■ SET TASK 1 ■
In the blog post, list each thing the writer says she has been told since day 1 of the World Race that she was going to experience.
■ SET TASK 2 ■
Reproduce the passage of the blog post between "I really, really" and "reputation for myself.", inclusive.
■ SET TASK 3 ■
According to the blog post, what is the exact reason things have been so hard for the writer?

■ DOCUMENT EXCERPT ■

-*-*-

I really, really wanted to sit down here tonight and write a really funny, lighthearted blog that would be fun and easy to read and not bring anyone down.  

But the truth is, I just don't have it in me at the moment because I am trying not to fall apart emotionally.  I am trying to focus on being authentic in my blog posts, which includes sharing funny anecdotes and also sharing personal weaknesses and areas for growth.  This can help you all hold me accountable as I learn and grow for God.

Let me go ahead and tell you straight up front: the World Race, even just in the preparation phase, has already been much, much harder than I thought it was going to be.  I have avoided talking about this in blogs and have down played it, always saying "Just trust the Lord!", not wanting to cast a bad light on missions or earn a bad reputation for myself.  

NEWSFLASH BETHANY: You are a human, a sinner, and in need of God's grace for your weaknesses as much as anyone else…so don't try to avoid telling people the truth. Most people are relieved to hear that they aren't the only ones who struggle with certain things.

And I have figured out the the exact reason why things have been so hard: I can not seem to let go of control and give it up to God. I have never had as much of an opportunity to truly do this in my life as I have now.

I have been told since day 1 of this adventure with the World Race that I was going to be stretched in ways that I never thought possible; that I was going to learn things about myself that I never knew existed; that I was going to be forced to rely on God; that my faith was going to hit a whole new dimension; that I was going to be torn down before I could be built back up again.  And this is all already proving to be even more true than I expected (those expectations….they'll get ya every time!)

The preparation phase of this journey has already put me into a stress-out mode that is so severe that I hardly recognize myself from the easy-going, joyful, carefree person I know myself to be most of the time.

-*-*-

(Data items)
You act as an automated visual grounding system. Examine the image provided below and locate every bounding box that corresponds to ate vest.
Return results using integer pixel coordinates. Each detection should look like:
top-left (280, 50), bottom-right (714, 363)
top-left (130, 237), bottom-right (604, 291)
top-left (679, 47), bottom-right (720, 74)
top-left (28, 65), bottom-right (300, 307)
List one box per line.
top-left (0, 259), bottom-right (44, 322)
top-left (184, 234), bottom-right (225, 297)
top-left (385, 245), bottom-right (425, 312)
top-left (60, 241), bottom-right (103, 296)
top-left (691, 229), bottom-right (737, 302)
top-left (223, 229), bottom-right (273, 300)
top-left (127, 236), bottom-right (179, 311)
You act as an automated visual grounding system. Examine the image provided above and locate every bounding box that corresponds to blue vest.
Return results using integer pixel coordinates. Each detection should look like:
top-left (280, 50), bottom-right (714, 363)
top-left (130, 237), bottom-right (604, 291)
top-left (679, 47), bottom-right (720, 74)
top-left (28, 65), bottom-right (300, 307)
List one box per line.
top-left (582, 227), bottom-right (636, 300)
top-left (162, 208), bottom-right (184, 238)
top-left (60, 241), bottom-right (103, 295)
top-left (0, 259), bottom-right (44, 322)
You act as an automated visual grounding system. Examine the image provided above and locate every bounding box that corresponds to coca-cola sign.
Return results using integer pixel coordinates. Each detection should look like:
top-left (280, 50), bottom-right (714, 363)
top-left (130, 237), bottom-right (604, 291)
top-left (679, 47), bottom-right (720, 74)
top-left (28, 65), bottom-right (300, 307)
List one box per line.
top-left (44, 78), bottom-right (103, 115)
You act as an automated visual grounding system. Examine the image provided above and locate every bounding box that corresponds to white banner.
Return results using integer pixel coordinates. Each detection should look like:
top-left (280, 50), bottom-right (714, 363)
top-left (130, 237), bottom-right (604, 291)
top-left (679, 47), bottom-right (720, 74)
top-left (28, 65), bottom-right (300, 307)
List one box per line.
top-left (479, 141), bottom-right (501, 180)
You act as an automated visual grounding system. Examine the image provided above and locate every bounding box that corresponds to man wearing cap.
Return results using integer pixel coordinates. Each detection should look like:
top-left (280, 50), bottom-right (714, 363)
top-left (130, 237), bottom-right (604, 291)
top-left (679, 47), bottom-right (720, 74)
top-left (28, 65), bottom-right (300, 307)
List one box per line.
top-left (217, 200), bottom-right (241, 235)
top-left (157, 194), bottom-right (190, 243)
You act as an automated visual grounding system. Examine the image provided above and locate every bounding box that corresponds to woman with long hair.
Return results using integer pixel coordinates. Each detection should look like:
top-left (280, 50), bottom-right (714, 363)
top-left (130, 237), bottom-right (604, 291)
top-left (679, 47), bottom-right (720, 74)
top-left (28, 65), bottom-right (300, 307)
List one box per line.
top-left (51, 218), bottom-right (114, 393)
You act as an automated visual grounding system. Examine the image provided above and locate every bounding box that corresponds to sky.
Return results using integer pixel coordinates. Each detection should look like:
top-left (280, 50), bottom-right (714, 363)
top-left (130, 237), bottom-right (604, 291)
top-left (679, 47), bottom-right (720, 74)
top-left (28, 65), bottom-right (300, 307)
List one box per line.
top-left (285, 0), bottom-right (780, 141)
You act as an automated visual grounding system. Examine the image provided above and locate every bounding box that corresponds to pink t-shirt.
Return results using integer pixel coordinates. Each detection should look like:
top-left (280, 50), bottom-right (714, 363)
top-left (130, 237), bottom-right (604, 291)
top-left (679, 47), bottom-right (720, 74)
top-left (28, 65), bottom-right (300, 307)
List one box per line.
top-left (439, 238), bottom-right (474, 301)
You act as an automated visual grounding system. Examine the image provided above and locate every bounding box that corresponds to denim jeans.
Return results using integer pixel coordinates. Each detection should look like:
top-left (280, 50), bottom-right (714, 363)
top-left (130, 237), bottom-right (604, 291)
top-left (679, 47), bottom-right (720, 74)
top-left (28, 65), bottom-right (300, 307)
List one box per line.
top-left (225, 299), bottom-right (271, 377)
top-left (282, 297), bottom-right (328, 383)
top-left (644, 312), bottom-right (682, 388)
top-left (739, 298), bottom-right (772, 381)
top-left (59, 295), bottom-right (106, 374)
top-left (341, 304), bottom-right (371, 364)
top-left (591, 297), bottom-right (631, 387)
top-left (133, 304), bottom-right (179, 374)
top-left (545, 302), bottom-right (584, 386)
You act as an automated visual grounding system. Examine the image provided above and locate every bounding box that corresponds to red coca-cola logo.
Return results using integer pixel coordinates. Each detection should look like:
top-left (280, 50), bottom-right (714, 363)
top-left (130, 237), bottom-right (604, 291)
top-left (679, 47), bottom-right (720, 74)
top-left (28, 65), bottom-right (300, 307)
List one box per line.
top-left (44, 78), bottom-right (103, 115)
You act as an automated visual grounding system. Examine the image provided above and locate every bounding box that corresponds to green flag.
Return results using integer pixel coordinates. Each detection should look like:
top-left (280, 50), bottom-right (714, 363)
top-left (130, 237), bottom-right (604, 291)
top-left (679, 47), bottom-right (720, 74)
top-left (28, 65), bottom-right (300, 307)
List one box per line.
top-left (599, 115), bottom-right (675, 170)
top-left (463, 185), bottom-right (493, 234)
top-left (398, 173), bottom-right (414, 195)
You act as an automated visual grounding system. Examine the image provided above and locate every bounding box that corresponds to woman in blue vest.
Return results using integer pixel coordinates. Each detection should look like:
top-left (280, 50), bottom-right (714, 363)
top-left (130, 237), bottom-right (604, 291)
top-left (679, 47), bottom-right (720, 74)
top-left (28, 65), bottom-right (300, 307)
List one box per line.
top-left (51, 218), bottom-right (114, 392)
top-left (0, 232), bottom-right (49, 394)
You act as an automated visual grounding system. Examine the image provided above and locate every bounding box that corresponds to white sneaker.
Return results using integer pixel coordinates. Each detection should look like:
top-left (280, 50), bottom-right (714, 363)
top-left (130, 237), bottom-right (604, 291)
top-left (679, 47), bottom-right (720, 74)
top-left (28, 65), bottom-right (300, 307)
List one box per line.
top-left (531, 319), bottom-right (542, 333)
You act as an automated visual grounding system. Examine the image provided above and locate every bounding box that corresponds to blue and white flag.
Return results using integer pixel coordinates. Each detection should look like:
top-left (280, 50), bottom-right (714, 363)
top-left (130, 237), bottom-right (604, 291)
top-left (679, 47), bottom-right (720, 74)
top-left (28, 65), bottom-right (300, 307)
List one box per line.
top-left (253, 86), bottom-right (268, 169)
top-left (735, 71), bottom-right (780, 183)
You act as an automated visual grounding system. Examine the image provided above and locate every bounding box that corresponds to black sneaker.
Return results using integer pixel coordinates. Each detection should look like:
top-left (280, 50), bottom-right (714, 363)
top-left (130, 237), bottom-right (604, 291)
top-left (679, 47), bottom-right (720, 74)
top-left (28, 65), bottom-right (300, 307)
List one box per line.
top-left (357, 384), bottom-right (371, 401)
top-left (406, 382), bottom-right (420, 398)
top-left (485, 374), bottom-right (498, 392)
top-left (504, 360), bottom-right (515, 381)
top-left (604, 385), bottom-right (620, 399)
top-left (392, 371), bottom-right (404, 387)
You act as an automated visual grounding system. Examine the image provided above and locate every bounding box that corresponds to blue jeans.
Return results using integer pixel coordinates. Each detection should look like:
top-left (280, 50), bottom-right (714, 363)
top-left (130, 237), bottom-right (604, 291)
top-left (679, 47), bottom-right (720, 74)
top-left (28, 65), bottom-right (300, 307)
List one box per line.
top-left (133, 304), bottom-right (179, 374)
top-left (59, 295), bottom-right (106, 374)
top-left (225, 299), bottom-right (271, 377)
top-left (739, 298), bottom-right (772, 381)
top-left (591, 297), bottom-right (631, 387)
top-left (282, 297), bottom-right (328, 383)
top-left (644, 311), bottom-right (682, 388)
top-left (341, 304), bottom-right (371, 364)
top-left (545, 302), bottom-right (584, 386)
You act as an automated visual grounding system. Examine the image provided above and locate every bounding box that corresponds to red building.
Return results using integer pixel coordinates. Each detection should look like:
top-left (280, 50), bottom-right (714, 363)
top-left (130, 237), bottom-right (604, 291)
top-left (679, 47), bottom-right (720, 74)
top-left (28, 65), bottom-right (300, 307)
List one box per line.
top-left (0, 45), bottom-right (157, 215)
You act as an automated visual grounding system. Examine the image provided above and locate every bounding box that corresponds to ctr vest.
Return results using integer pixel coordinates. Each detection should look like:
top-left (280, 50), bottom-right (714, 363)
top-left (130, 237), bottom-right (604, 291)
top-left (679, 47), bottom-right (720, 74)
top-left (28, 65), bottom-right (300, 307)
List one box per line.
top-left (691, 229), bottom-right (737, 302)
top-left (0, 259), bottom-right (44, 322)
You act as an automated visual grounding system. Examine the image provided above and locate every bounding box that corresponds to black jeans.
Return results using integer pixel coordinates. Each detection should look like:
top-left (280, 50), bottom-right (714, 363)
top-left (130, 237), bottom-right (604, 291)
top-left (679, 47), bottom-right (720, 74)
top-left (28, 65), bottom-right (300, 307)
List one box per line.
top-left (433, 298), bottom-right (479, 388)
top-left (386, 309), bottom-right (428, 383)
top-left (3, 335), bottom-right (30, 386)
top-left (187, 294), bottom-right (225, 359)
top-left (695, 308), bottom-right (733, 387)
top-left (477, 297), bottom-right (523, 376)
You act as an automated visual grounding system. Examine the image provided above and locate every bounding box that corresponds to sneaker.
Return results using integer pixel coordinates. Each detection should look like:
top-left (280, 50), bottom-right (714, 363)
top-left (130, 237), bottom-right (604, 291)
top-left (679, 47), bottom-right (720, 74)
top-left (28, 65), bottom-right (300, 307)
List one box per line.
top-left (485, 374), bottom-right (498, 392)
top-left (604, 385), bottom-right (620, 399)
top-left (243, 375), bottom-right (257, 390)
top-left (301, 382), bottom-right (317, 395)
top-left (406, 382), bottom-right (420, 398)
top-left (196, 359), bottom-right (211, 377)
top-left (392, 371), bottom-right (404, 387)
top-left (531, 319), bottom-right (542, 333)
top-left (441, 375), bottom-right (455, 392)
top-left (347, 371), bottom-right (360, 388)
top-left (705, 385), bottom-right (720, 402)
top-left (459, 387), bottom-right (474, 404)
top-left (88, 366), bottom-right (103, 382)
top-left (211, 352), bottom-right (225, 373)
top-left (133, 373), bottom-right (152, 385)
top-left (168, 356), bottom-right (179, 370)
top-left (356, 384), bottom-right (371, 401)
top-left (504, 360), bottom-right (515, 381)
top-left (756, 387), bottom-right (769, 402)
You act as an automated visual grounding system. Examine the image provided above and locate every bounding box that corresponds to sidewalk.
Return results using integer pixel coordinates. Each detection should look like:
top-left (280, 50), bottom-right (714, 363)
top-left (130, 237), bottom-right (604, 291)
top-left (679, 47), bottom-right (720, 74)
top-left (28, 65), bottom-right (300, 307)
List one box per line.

-*-*-

■ TASK ANSWER 1 ■
- Being stretched in ways she never thought possible
- Learning things about herself that she never knew existed
- Being forced to rely on God
- Her faith hitting a whole new dimension
- Being torn down before she could be built back up again

■ TASK ANSWER 2 ■
I really, really wanted to sit down here tonight and write a really funny, lighthearted blog that would be fun and easy to read and not bring anyone down.  

But the truth is, I just don't have it in me at the moment because I am trying not to fall apart emotionally.  I am trying to focus on being authentic in my blog posts, which includes sharing funny anecdotes and also sharing personal weaknesses and areas for growth.  This can help you all hold me accountable as I learn and grow for God.

Let me go ahead and tell you straight up front: the World Race, even just in the preparation phase, has already been much, much harder than I thought it was going to be.  I have avoided talking about this in blogs and have down played it, always saying "Just trust the Lord!", not wanting to cast a bad light on missions or earn a bad reputation for myself.

■ TASK ANSWER 3 ■
She cannot seem to let go of control and give it up to God.